Data entries
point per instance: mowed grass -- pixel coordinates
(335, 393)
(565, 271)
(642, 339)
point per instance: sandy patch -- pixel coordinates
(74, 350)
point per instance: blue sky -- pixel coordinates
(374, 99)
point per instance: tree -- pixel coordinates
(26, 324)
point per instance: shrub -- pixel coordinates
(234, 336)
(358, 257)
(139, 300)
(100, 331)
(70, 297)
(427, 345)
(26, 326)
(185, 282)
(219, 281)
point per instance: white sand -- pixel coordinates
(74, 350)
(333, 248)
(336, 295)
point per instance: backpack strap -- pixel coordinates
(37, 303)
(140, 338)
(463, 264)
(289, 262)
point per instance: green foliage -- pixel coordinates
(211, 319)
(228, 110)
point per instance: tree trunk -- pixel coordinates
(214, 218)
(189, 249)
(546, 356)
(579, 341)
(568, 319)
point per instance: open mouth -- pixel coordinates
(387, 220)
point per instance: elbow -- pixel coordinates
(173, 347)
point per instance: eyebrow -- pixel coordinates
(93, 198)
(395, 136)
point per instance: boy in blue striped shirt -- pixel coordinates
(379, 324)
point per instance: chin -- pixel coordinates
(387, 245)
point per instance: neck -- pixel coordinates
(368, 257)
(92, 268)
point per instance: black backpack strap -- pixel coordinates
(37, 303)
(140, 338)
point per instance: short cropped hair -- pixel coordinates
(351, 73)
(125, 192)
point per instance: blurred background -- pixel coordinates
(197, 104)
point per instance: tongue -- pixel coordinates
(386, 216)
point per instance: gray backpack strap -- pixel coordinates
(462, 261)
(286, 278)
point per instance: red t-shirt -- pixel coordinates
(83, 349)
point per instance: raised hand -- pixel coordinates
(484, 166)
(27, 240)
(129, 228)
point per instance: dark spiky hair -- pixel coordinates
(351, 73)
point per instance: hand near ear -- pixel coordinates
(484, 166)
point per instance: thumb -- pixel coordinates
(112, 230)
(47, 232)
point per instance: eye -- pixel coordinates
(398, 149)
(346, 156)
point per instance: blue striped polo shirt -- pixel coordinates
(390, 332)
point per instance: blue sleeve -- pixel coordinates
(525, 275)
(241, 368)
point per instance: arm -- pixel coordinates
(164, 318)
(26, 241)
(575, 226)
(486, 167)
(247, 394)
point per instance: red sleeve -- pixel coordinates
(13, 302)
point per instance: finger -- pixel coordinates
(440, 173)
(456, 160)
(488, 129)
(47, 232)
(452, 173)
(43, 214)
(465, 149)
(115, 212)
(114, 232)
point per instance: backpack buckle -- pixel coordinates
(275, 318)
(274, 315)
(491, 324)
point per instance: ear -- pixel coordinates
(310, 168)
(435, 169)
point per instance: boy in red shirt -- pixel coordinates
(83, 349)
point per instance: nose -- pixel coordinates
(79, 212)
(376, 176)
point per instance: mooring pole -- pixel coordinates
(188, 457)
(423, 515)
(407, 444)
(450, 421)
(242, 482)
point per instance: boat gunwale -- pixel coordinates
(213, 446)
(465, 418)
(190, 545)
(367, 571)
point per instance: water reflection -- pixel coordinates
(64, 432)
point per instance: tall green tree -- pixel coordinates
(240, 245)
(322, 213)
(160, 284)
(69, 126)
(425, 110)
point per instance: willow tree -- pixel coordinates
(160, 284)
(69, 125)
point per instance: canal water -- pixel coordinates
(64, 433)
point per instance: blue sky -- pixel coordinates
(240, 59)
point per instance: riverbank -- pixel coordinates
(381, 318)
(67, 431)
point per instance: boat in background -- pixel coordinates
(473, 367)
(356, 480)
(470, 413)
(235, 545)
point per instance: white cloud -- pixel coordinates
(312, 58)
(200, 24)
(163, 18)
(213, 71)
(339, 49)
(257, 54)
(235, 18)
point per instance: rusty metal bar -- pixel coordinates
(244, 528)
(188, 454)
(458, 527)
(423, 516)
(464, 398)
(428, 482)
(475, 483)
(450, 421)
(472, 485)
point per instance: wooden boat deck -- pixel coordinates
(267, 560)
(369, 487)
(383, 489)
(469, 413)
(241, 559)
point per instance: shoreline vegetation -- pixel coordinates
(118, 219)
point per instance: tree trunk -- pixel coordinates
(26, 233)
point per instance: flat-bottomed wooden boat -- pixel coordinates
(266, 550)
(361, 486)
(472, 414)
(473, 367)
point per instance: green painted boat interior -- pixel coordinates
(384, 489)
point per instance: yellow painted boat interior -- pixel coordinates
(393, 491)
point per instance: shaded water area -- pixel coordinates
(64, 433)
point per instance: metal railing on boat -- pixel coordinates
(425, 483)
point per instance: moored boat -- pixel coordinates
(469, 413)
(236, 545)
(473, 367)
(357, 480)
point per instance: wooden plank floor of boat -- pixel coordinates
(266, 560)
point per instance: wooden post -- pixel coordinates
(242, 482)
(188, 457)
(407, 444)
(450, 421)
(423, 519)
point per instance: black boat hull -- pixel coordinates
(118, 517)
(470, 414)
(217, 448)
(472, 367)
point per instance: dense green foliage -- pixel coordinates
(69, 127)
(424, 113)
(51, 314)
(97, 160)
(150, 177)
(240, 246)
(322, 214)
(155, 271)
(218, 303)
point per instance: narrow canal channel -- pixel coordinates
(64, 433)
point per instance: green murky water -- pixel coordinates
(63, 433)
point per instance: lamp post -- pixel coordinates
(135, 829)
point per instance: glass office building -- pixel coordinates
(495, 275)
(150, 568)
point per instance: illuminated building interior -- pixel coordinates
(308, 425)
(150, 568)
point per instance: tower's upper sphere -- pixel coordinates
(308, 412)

What is needed
The answer must consist of the lines from the one with "point per instance: white cloud" through the final line of the entries above, exactly as they are, and nothing else.

Exercise response
point per instance: white cloud -- pixel coordinates
(312, 58)
(200, 24)
(163, 18)
(213, 71)
(339, 49)
(257, 54)
(235, 18)
point per instance: rusty metal bar -- pixel coordinates
(244, 528)
(188, 454)
(458, 527)
(423, 516)
(464, 398)
(428, 482)
(475, 483)
(450, 421)
(472, 485)
point per instance: wooden boat deck -- pixel coordinates
(267, 560)
(369, 487)
(383, 489)
(469, 413)
(241, 559)
point per instance: shoreline vegetation -- pixel coordinates
(118, 219)
point per instance: tree trunk -- pixel coordinates
(26, 233)
point per instance: flat-bottomed wooden boat -- pixel coordinates
(266, 550)
(361, 486)
(472, 414)
(473, 367)
point per instance: green painted boat interior -- pixel coordinates
(384, 489)
point per instance: yellow painted boat interior -- pixel coordinates
(393, 491)
point per instance: shaded water area -- pixel coordinates
(64, 433)
point per instance: metal railing on boat -- pixel coordinates
(425, 483)
point per instance: moored boat -- pixel coordinates
(469, 413)
(236, 545)
(473, 367)
(357, 480)
point per instance: wooden plank floor of boat -- pixel coordinates
(266, 560)
point per instance: wooden post -- pixel coordinates
(242, 482)
(188, 457)
(407, 444)
(450, 421)
(423, 519)
point per instance: black boat hull -- pixel coordinates
(118, 517)
(470, 414)
(217, 448)
(472, 367)
point per instance: dense green foliage -- pixel coordinates
(69, 127)
(424, 113)
(51, 314)
(97, 160)
(150, 177)
(240, 246)
(322, 214)
(155, 271)
(218, 303)
point per instance: narrow canal channel -- pixel coordinates
(64, 433)
point per instance: green murky water -- pixel coordinates
(63, 433)
point per instance: lamp post -- pixel coordinates
(135, 829)
point per instance: glass office building -- pixel coordinates
(495, 275)
(150, 568)
point per instance: illuminated building interior -- pixel coordinates
(308, 425)
(150, 568)
point per instance: tower's upper sphere -- pixel coordinates
(308, 412)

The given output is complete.